● Work item
Transcribe verbatim the portion of the report on Moscow's COVID-19 restrictions from "However, the Kremlin" to "state airline Aeroflot.".

● Excerpt to read
....................

Moscow Mayor Sergei Sobyanin has ordered restaurants, bars, parks and most stores in Europe’s largest capital city to close temporarily from yesterday.
Russian Prime Minister Mikhail Mishustin on Friday embraced Sobyanin’s approach, saying that measures adopted by Moscow “should extend to all regions” of Russia as the number of declared COVID-19 cases in the country passed 1,000.
“We need tough restrictions,” to ensure that Russians stay at home during a planned shutdown of most workplaces next week, Mishustin said at a televised meeting with Sobyanin and other top officials charged with containing the outbreak.
“We managed to win time thanks to preventative measures,” he said.
Russian President Vladimir Putin on Wednesday gave Russians a week of paid leave in his first televised speech on the COVID-19 threat, while also promising benefits to help companies and individuals through the crisis.
However, the Kremlin on Friday walked back the decision amid reports that some Russians planned to travel to the country’s vacation spots or visit relatives, taking advantage of reduced domestic airfares offered by the state airline Aeroflot.
Mishustin ordered all Russia’s parks and resorts to shut down.
“It’s not days off or holidays in the classical understanding of that word,” Putin’s spokesman Dmitry Peskov told reporters in a hastily arranged conference call. “Those who have been working remotely will continue to work next week.”

....................

(Data entries)

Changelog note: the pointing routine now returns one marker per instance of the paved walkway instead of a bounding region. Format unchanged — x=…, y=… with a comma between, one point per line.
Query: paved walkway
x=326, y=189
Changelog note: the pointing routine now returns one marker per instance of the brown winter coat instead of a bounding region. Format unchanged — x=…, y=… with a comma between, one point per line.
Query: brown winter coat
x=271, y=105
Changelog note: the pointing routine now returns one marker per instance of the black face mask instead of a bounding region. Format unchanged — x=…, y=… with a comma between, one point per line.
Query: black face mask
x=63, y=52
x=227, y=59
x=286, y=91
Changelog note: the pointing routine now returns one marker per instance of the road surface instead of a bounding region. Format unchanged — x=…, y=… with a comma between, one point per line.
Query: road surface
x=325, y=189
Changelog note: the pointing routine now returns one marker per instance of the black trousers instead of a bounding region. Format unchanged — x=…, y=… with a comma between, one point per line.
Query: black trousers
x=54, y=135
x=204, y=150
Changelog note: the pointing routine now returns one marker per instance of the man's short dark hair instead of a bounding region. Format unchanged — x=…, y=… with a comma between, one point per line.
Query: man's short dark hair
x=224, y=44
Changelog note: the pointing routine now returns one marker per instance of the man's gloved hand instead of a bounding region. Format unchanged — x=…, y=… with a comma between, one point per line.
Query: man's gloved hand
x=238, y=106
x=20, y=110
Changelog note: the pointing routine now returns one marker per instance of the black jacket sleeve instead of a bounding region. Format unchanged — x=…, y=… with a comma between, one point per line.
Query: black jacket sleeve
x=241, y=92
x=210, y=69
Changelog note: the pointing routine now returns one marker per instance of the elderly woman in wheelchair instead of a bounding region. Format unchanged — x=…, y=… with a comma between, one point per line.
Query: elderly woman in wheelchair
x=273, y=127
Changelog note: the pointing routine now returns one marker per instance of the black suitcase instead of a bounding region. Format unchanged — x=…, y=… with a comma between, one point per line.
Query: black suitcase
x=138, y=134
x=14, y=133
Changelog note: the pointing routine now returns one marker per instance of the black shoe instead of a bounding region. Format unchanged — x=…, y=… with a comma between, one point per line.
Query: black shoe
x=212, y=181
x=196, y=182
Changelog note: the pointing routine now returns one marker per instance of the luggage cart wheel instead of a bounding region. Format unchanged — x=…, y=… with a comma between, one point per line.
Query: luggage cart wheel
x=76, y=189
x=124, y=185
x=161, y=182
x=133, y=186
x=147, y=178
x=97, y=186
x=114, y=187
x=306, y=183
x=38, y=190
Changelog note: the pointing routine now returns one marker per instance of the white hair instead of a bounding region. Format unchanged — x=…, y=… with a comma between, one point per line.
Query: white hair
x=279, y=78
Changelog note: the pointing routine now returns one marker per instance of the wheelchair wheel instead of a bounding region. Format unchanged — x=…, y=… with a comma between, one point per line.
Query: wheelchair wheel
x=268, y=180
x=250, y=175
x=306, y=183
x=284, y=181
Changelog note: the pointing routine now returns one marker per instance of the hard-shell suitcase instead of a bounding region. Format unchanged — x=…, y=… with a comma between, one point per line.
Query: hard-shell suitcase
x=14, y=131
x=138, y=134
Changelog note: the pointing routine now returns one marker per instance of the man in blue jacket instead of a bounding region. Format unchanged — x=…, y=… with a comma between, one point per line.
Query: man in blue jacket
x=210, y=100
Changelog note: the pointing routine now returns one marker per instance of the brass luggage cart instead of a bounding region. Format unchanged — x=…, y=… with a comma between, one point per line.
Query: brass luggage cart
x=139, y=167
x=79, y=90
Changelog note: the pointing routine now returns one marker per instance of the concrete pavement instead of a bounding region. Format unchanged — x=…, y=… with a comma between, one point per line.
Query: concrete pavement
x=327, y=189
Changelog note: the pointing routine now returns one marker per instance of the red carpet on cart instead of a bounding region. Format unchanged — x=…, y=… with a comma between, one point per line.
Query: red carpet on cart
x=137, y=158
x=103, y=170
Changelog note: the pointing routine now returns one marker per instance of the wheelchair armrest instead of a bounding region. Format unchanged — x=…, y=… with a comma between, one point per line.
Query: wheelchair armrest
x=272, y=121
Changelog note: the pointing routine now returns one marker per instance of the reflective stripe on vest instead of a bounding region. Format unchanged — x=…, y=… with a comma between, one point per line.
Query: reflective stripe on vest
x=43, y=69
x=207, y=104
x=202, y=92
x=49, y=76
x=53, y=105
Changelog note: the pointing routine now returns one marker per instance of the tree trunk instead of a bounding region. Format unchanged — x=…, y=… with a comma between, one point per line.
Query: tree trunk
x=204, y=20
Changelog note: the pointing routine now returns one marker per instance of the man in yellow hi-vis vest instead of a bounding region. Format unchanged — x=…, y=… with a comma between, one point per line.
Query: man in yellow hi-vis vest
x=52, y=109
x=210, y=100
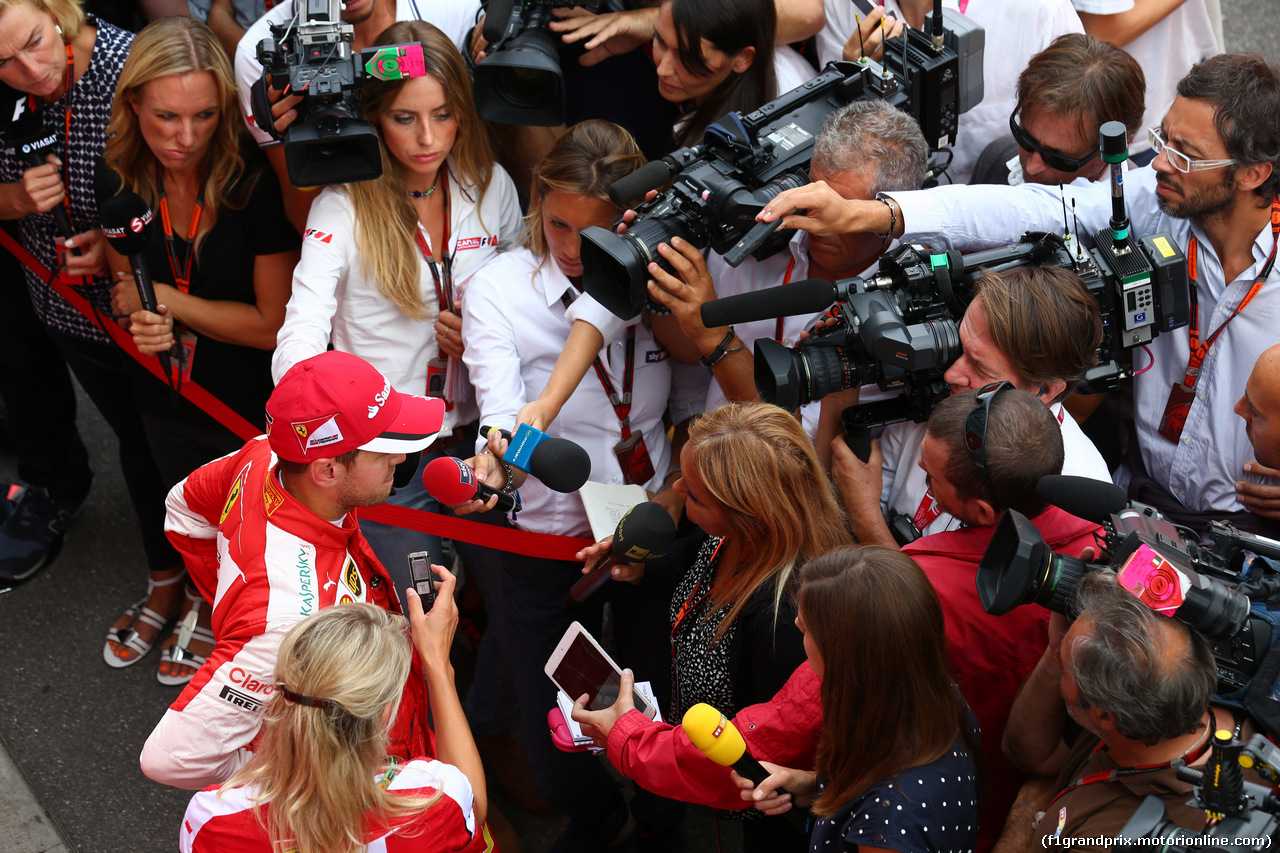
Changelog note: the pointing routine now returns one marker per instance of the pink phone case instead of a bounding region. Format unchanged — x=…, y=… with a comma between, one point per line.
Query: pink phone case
x=561, y=735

....................

● Output
However, the Kremlin on Friday walked back the decision amid reports that some Russians planned to travel to the country’s vacation spots or visit relatives, taking advantage of reduced domestic airfares offered by the state airline Aeroflot.